> **Excerpted records**
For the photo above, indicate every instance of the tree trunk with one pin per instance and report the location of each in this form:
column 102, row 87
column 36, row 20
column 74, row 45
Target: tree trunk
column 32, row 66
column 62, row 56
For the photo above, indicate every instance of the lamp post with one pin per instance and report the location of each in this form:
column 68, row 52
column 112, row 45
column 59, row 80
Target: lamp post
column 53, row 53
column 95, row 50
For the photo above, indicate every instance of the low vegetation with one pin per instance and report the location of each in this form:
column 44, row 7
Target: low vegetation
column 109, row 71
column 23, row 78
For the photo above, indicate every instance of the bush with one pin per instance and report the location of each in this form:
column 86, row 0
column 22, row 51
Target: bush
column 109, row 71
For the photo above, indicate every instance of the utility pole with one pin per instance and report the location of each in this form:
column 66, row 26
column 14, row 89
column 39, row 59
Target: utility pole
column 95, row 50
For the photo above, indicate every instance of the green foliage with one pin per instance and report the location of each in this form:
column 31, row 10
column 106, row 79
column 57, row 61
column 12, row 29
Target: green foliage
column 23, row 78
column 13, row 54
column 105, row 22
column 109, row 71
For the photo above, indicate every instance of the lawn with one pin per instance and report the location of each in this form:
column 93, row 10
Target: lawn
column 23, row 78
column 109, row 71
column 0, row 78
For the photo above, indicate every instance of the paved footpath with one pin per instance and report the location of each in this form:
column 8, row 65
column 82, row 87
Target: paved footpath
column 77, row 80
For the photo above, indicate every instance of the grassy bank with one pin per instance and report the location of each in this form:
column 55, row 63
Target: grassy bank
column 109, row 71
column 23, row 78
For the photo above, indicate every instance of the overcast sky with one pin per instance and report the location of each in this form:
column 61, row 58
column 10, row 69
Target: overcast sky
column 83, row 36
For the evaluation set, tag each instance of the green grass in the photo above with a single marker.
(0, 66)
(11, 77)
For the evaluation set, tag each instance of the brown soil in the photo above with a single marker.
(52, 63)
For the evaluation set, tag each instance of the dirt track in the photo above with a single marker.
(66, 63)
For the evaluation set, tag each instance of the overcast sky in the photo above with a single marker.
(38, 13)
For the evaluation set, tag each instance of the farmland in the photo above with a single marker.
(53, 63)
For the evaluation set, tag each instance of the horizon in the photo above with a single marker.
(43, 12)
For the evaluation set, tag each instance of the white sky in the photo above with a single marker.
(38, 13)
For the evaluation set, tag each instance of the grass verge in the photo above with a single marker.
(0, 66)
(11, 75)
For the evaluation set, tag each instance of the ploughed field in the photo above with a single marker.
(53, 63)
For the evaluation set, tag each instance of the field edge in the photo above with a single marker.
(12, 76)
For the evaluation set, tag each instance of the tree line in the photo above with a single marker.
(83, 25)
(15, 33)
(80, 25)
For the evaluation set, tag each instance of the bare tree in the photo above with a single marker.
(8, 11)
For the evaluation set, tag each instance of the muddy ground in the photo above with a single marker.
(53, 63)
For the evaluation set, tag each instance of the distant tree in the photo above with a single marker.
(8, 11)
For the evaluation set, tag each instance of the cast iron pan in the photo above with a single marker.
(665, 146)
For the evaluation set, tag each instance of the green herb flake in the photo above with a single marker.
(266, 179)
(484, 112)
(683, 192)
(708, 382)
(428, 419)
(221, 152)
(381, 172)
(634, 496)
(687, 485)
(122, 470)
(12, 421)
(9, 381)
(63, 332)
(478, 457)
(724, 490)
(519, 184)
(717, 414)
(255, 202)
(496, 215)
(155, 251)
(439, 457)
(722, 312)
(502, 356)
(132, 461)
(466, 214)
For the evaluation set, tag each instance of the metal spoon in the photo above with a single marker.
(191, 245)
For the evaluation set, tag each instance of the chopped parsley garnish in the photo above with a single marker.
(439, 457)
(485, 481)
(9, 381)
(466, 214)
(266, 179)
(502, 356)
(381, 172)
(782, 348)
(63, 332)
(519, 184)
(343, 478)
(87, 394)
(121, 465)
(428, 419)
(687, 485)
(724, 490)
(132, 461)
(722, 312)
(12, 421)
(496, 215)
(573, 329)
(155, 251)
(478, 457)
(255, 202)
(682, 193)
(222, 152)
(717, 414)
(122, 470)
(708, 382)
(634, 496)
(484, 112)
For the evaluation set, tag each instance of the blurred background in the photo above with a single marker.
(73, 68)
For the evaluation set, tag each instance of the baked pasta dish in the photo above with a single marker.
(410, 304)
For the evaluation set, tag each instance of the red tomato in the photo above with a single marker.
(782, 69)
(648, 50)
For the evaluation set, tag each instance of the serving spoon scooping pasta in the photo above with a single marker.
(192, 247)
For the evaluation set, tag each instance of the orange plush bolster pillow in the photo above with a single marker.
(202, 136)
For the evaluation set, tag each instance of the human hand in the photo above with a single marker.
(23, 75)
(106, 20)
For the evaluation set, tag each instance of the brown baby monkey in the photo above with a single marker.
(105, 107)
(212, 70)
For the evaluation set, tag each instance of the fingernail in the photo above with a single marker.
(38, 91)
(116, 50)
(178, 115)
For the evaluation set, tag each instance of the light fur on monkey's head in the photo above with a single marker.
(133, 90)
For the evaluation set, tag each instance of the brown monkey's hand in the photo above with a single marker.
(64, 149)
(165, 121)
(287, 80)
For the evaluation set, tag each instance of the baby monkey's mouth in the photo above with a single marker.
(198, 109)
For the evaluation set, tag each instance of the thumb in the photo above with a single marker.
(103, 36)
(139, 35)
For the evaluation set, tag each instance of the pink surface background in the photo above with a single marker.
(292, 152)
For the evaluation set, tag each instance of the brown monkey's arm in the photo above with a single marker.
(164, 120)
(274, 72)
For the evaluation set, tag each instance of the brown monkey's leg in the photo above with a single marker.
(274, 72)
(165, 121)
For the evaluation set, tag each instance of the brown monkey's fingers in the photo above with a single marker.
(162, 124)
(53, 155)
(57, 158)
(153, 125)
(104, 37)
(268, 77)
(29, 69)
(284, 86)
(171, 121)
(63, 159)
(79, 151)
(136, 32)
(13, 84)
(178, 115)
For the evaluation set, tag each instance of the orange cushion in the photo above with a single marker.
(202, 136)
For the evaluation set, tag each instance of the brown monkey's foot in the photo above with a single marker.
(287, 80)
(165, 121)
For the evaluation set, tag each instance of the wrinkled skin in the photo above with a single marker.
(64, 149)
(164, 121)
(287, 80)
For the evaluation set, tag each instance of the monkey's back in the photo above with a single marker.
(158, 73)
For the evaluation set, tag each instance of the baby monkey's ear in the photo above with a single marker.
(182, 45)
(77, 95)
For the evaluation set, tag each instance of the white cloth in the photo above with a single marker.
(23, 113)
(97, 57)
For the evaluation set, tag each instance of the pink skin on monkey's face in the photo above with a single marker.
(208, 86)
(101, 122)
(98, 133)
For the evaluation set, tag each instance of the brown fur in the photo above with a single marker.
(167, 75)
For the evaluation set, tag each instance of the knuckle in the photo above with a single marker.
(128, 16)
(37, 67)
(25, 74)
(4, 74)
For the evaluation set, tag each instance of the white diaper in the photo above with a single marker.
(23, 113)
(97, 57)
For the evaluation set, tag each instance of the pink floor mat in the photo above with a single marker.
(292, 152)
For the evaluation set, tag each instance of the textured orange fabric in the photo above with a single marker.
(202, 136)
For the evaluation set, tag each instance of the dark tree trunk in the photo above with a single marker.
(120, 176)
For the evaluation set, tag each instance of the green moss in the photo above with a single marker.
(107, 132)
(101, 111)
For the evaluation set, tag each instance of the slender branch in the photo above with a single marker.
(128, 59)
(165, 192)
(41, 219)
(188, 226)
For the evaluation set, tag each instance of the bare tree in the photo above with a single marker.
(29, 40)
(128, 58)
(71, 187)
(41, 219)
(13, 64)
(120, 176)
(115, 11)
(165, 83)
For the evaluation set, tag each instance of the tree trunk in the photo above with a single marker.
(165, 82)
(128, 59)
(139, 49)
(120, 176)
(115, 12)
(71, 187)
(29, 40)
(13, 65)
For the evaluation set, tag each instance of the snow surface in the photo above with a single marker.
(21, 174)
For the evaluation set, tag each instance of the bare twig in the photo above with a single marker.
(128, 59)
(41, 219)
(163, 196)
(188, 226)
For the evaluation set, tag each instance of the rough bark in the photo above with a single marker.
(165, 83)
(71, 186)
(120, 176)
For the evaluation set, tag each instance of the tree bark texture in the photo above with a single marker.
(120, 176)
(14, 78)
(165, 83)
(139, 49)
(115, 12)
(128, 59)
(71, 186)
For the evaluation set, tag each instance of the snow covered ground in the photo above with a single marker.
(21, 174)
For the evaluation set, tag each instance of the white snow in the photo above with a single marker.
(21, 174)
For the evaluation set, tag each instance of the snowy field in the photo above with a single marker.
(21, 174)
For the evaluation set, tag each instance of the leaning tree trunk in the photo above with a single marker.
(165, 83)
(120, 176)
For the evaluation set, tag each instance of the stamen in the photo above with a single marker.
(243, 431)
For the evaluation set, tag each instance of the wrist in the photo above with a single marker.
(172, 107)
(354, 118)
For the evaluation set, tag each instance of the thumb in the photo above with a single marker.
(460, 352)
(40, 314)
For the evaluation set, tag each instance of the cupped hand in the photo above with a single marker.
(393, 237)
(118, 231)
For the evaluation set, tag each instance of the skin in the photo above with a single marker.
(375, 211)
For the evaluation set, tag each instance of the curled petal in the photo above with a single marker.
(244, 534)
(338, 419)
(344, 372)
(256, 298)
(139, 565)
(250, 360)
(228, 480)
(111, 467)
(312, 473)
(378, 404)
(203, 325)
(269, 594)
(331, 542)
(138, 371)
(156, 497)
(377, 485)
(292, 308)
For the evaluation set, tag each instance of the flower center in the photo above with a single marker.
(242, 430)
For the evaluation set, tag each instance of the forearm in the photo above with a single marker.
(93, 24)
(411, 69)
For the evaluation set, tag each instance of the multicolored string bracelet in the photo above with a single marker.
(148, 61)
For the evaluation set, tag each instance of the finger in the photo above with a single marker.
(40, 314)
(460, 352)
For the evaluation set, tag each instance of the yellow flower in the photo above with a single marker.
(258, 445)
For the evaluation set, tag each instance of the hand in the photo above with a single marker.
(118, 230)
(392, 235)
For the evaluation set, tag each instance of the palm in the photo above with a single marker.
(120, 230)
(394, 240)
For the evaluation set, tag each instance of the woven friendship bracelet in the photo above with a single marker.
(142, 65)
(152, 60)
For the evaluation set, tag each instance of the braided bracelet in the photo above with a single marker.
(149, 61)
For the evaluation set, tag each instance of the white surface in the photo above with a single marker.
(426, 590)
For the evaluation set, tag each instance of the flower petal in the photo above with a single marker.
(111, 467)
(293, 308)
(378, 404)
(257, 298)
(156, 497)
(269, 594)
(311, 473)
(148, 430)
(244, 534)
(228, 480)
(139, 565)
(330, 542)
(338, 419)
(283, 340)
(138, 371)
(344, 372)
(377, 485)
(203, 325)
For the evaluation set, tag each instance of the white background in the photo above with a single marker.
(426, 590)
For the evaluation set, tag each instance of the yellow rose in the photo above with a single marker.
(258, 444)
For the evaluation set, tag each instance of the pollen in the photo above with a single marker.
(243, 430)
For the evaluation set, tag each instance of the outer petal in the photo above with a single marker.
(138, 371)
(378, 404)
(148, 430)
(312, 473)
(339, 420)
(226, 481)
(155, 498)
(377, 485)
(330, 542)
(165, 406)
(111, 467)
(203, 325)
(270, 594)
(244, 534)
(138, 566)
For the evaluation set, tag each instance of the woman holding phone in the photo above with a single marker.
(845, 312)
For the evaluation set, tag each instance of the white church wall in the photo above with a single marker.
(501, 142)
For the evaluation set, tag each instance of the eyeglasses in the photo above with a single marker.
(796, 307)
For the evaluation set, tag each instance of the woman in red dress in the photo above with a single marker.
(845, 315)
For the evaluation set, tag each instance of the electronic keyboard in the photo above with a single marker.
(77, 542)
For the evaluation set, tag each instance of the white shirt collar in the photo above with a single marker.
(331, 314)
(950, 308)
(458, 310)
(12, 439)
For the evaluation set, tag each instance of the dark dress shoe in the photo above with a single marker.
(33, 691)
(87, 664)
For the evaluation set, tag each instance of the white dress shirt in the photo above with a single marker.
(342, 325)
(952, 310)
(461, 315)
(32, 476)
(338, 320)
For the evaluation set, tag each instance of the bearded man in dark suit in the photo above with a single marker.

> **Exercise aim**
Return only the lines running from the line with "For the evaluation set, tag each instance of the white shirt" to the last line of the records, both included, exactly as written.

> **The completed task**
For the evaluation set, tag each instance of the white shirt collar in the photo above with a single marker.
(331, 314)
(950, 308)
(458, 310)
(12, 439)
For the evaluation set, tag each instance of the dark dress shoe in the photo above with a single marker.
(33, 691)
(87, 664)
For the evaluation set, tag each instance of the white dress shirt in the photo above with a single marker.
(342, 325)
(952, 310)
(461, 315)
(32, 476)
(338, 320)
For the evaluation set, tag each instance of the bearded man in dark suit in the photo above with a single marker.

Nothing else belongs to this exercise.